» Written task 1:
From the passage about Logano's view of his Cup Series team, copy the part that opens with the words containing "Fortunately, Logano doesn’t" and closes with "keep getting faster.".
» Written task 2:
Pick up the passage about Logano's view of his Cup Series team right after its final sentence and keep writing it.

Fortunately, Logano doesn’t feel his team is that far off. Then again, the entire Cup Series field could say that because Logano said everything is fairly close.
“Last week, we had a top five coming and I sped on pit road, which that one stings a lot,” he said. “But outside of that, I’d say it was a pretty solid weekend, so our race teams still got it. We all just have to clean up a little bit. Obviously last weekend I made a mistake, and we’ve got to keep getting faster.
“I feel confident this weekend here in [North Wilkesboro]. We came and did the tire test, and I felt pretty good about what we had. Hopefully that transfers [to this weekend]. Charlotte, I don’t know. [Ryan] Blaney had a great run there [last year], so hopefully we can learn a lot from that.”

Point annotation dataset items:
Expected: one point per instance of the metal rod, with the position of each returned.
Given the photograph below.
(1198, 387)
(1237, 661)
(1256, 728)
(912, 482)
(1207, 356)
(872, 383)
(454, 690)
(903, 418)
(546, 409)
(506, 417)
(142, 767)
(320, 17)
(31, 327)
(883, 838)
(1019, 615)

» Exercise output 1:
Fortunately, Logano doesn’t feel his team is that far off. Then again, the entire Cup Series field could say that because Logano said everything is fairly close.
“Last week, we had a top five coming and I sped on pit road, which that one stings a lot,” he said. “But outside of that, I’d say it was a pretty solid weekend, so our race teams still got it. We all just have to clean up a little bit. Obviously last weekend I made a mistake, and we’ve got to keep getting faster.

» Exercise output 2:
With 13 races down, there are 13 races left in the regular season. Over the next month, the series will run its longest race in the Coca-Cola 600, make a third trip to St. Louis, visit a repaved Sonoma Raceway and debut at Iowa Speedway.
All of it sounds good to Logano.
“The [Coke] 600, I think I feel OK about,” he said. “Gateway has been a solid race for us the last two times we’ve been there, so I look forward to that one. Sonoma is repaved, so who the heck knows? Then Iowa — new tracks have been good, and short tracks have been good for us, as well.
“I like the way the schedule’s lined up the next few weeks.”